-- start of The records --

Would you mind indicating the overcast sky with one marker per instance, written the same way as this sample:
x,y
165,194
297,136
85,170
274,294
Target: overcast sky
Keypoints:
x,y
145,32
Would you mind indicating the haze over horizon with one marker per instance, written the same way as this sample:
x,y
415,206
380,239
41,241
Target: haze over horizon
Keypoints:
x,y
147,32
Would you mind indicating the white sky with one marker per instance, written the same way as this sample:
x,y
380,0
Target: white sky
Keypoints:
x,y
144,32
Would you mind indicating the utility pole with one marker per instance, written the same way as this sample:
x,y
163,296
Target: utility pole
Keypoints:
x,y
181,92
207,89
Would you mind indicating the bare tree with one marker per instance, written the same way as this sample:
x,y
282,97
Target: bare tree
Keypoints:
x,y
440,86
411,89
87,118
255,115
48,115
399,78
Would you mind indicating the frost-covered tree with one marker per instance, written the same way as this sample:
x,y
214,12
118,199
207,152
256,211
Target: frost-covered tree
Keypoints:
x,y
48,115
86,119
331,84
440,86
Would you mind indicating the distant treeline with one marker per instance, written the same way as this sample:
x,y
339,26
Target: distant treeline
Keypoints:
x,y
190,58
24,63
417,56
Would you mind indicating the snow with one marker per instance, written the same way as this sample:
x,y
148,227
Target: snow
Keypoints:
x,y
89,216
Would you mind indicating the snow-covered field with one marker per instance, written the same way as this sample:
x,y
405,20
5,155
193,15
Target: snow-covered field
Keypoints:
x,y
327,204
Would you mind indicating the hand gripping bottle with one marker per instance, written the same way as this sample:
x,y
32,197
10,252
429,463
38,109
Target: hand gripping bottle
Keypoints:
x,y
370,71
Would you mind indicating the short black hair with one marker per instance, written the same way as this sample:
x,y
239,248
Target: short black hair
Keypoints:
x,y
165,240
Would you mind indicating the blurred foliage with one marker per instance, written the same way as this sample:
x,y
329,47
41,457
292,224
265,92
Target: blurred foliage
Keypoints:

-- end of The records --

What to produce ::
Rewrite every line of the items above as a Markdown table with the columns Row and Line, giving each line its own numbered row and leaving out blank lines.

Reply to the task ::
| Row | Line |
|---|---|
| 1 | Would you mind indicating the overcast sky with one marker per instance, written the same way as this sample: |
| 2 | x,y |
| 3 | 165,194 |
| 4 | 297,136 |
| 5 | 85,170 |
| 6 | 274,294 |
| 7 | Target: overcast sky |
| 8 | Keypoints: |
| 9 | x,y |
| 10 | 145,32 |
| 11 | Would you mind indicating the haze over horizon with one marker per instance, written the same way as this sample: |
| 12 | x,y |
| 13 | 415,206 |
| 14 | 380,239 |
| 15 | 41,241 |
| 16 | Target: haze over horizon |
| 17 | Keypoints: |
| 18 | x,y |
| 19 | 147,32 |
| 20 | Would you mind indicating the white sky with one marker per instance, written the same way as this sample: |
| 21 | x,y |
| 22 | 380,0 |
| 23 | Target: white sky |
| 24 | Keypoints: |
| 25 | x,y |
| 26 | 144,32 |
| 27 | Would you mind indicating the utility pole with one marker per instance, written the same way as this sample: |
| 28 | x,y |
| 29 | 163,296 |
| 30 | Target: utility pole |
| 31 | Keypoints: |
| 32 | x,y |
| 33 | 181,92 |
| 34 | 207,89 |
| 35 | Would you mind indicating the bare tree with one marker per instance, written the same way as this sample: |
| 36 | x,y |
| 37 | 282,97 |
| 38 | Target: bare tree |
| 39 | Keypoints: |
| 40 | x,y |
| 41 | 440,86 |
| 42 | 411,89 |
| 43 | 87,118 |
| 44 | 255,115 |
| 45 | 48,115 |
| 46 | 399,78 |
| 47 | Would you mind indicating the frost-covered tree with one marker per instance, written the same way as this sample: |
| 48 | x,y |
| 49 | 214,12 |
| 50 | 118,199 |
| 51 | 207,152 |
| 52 | 256,211 |
| 53 | Target: frost-covered tree |
| 54 | Keypoints: |
| 55 | x,y |
| 56 | 48,115 |
| 57 | 86,119 |
| 58 | 331,84 |
| 59 | 440,86 |
| 60 | Would you mind indicating the distant treeline with one marker per instance, written the same way as this sample: |
| 61 | x,y |
| 62 | 339,26 |
| 63 | Target: distant treeline |
| 64 | Keypoints: |
| 65 | x,y |
| 66 | 190,58 |
| 67 | 24,63 |
| 68 | 417,56 |
| 69 | Would you mind indicating the snow with one marker per instance, written the same way as this sample: |
| 70 | x,y |
| 71 | 148,227 |
| 72 | Target: snow |
| 73 | Keypoints: |
| 74 | x,y |
| 75 | 89,216 |
| 76 | Would you mind indicating the snow-covered field with one marker per instance, written the same way as this sample: |
| 77 | x,y |
| 78 | 405,20 |
| 79 | 5,155 |
| 80 | 193,15 |
| 81 | Target: snow-covered field |
| 82 | Keypoints: |
| 83 | x,y |
| 84 | 327,204 |
| 85 | Would you mind indicating the hand gripping bottle with one marker per instance, written the same way as this sample: |
| 86 | x,y |
| 87 | 32,197 |
| 88 | 10,252 |
| 89 | 429,463 |
| 90 | 38,109 |
| 91 | Target: hand gripping bottle |
| 92 | Keypoints: |
| 93 | x,y |
| 94 | 370,71 |
| 95 | Would you mind indicating the short black hair with one marker per instance, written the same way as this sample: |
| 96 | x,y |
| 97 | 239,248 |
| 98 | Target: short black hair |
| 99 | Keypoints: |
| 100 | x,y |
| 101 | 165,240 |
| 102 | Would you mind indicating the blurred foliage with one marker per instance, written the same way as this sample: |
| 103 | x,y |
| 104 | 329,47 |
| 105 | 41,457 |
| 106 | 292,224 |
| 107 | 265,92 |
| 108 | Target: blurred foliage |
| 109 | Keypoints: |